/---
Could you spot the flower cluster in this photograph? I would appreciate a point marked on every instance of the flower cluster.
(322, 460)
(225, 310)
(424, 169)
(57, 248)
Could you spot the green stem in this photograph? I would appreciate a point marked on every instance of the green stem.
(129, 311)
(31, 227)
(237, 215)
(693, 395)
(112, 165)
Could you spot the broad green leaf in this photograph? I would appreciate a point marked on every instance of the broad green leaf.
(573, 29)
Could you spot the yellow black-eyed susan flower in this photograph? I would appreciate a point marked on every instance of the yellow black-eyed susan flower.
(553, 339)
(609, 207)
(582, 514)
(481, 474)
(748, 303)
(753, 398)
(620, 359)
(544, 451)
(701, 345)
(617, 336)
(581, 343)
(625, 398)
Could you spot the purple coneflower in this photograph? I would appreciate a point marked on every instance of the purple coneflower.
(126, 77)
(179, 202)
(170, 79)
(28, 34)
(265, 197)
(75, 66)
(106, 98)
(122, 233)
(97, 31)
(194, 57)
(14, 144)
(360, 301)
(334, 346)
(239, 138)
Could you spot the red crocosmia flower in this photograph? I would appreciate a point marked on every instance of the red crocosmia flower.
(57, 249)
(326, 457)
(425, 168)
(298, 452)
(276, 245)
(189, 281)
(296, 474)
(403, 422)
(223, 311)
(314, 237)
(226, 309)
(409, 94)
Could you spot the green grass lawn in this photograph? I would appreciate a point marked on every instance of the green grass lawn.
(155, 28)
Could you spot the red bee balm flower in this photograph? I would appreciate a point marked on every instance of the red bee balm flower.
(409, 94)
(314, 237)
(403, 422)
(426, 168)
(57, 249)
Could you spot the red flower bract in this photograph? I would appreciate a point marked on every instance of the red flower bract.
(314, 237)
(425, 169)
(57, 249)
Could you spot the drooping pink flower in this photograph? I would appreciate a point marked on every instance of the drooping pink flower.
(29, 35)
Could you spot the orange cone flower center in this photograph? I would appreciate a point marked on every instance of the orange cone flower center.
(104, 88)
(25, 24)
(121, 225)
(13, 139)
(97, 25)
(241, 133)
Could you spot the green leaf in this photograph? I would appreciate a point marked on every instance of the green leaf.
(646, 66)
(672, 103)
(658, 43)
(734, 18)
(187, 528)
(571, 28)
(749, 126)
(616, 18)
\---
◆ **Job**
Take every line from the one containing "Could you spot the green stem" to the end of the listing and output it exactly, with nothing else.

◆ **Result of this task**
Could you spot the green stem in this photograph? I would appreciate a point marked on every instance of the green stem.
(129, 311)
(31, 227)
(237, 215)
(693, 395)
(112, 165)
Could you spot the broad green leaf in this photograph? I would appreciate a point marked on every instance of the broad green leaf.
(573, 29)
Could you spot the yellow black-eyed susan flower in this photograph? I would appreciate a point marked on every instance of the yellow black-eyed susan flower.
(553, 339)
(609, 207)
(582, 514)
(481, 474)
(748, 303)
(753, 398)
(620, 359)
(544, 451)
(701, 345)
(617, 336)
(581, 343)
(625, 398)
Could you spot the purple coneflower in this photograph? I would appreciate a point marked on every instance of the purple coneflower.
(126, 77)
(179, 202)
(170, 79)
(28, 34)
(265, 197)
(75, 66)
(106, 98)
(122, 233)
(97, 31)
(194, 57)
(14, 144)
(360, 301)
(334, 346)
(239, 138)
Could you spot the red crocosmia flower in this photograph? I would appreciate a point marked on every instance of the red crocosmia flower.
(57, 249)
(326, 457)
(425, 168)
(298, 452)
(276, 245)
(189, 281)
(296, 474)
(403, 422)
(223, 311)
(314, 237)
(226, 309)
(409, 94)
Could you spot the green grass lawn in this photograph? I would appreciate a point marked on every instance of the green grass lawn.
(155, 28)
Could you spot the red bee balm flower in this photograph? I would appreciate a point marked on every instance of the red bee balm flower.
(409, 94)
(314, 237)
(403, 422)
(426, 168)
(57, 249)
Could you spot the red flower bract in this photograph? I would appreciate a point marked on every instance of the red flower bract.
(314, 237)
(425, 169)
(57, 249)
Could you spot the drooping pink flower in this photograph? I would appreciate a point marked on every instance of the drooping pink flower.
(29, 35)
Could you spot the orange cone flower center in this photograph? I would appreciate a point marked on every instance of the orange cone flower center.
(104, 88)
(25, 24)
(121, 225)
(13, 139)
(97, 25)
(241, 133)
Could you spot the green leaf in this photograph? I would appreciate a point marked on every instance of the green leaf.
(646, 66)
(672, 103)
(658, 43)
(734, 18)
(187, 528)
(571, 28)
(749, 126)
(616, 18)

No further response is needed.